*EXERCISE TASK*
Write out all of the data below word for word, leaving out the pictures.
═══ MATERIAL FOR THIS TASK
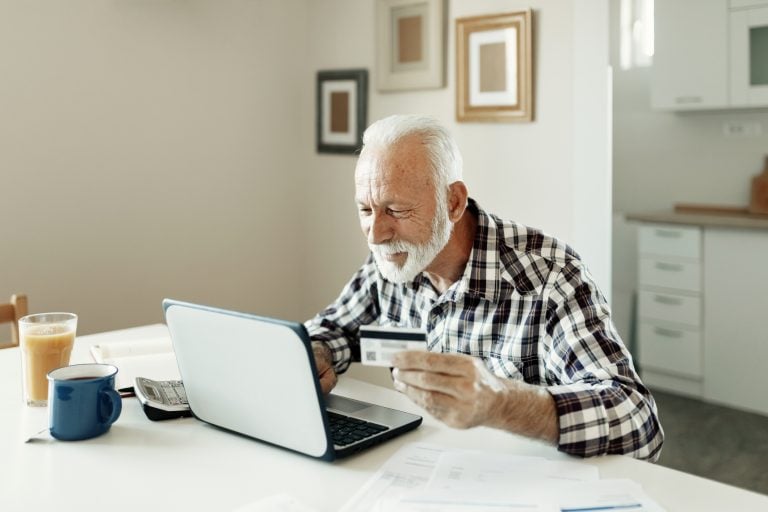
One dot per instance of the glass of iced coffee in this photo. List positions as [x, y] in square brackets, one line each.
[46, 344]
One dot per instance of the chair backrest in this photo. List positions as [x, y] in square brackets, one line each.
[10, 313]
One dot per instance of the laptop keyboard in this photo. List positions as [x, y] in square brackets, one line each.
[346, 430]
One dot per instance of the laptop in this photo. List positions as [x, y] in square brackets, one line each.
[256, 376]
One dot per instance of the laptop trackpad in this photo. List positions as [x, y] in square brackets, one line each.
[340, 403]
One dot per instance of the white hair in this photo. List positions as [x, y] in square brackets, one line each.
[442, 151]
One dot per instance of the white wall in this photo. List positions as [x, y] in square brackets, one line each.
[146, 150]
[529, 172]
[175, 141]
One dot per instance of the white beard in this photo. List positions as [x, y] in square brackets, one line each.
[418, 256]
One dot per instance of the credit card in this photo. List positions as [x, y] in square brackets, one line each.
[378, 344]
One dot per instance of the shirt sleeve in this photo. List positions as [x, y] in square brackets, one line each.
[602, 405]
[338, 324]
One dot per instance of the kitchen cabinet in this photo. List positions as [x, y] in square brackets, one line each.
[669, 337]
[702, 309]
[690, 60]
[749, 55]
[710, 54]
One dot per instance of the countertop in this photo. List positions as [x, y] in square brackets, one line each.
[693, 215]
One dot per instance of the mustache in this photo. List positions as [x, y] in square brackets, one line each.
[391, 247]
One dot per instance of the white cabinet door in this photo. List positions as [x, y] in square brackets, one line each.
[736, 318]
[749, 57]
[690, 62]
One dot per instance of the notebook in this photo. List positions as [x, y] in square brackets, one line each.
[256, 376]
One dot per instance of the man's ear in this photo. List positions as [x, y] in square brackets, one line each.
[457, 200]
══════
*RESPONSE*
One dot per instance of the glass of iced coffee in this photo. List positions as [x, y] in square brackets, one line each.
[46, 344]
One dot per instance of the chair backrest in this photo. List positions as [x, y] in square brackets, one line each.
[10, 313]
One dot per instance of the laptop keyboard in this photo. List positions as [x, y] in square brackets, one line each.
[346, 430]
One dot per instance of the laptop in this photo. List positions as [x, y] in square brackets, one line each.
[256, 376]
One dot per instance of the laptop trackpad in this photo. List positions as [x, y] in square brackets, one line each.
[340, 403]
One dot per instance of the white hair in this photo. List positions as [x, y] in square brackets, one line each.
[442, 151]
One dot per instance of the white wall in this photo. List positions as [x, y] in square brackets, one line each.
[146, 150]
[529, 172]
[175, 141]
One dot per instance of the white beard in this photo. List positions as [x, y] in square brackets, one line each.
[418, 256]
One dot per instance of the credit card in this photo. List positions as [x, y] in square brackets, one line each.
[378, 344]
One dot per instance of the shirt sleeve in this photo. List positions as [x, y] in square brackets, one line each.
[602, 405]
[338, 324]
One dot per instance of the kitchen cabinet in this photo. List positions as [x, y] in square brackets, one line each.
[669, 337]
[702, 309]
[690, 60]
[749, 55]
[710, 54]
One dot per instance of the countertop in this photo. List positions as [x, y] in square brackets, one line each.
[693, 215]
One dot per instance of the mustache in this photo. List positions as [x, y] in square brackets, one line each.
[391, 247]
One dot per instance of the white cabinet door in this photo. List positions as [x, y] in square brackets, one line each.
[736, 318]
[749, 57]
[690, 62]
One dot per instance of the notebook in this photo. List positions as [x, y] in square brackets, one line each.
[256, 376]
One dot per instance of the man's ear in this photo. List positions as [x, y] in square brackets, one line each.
[457, 200]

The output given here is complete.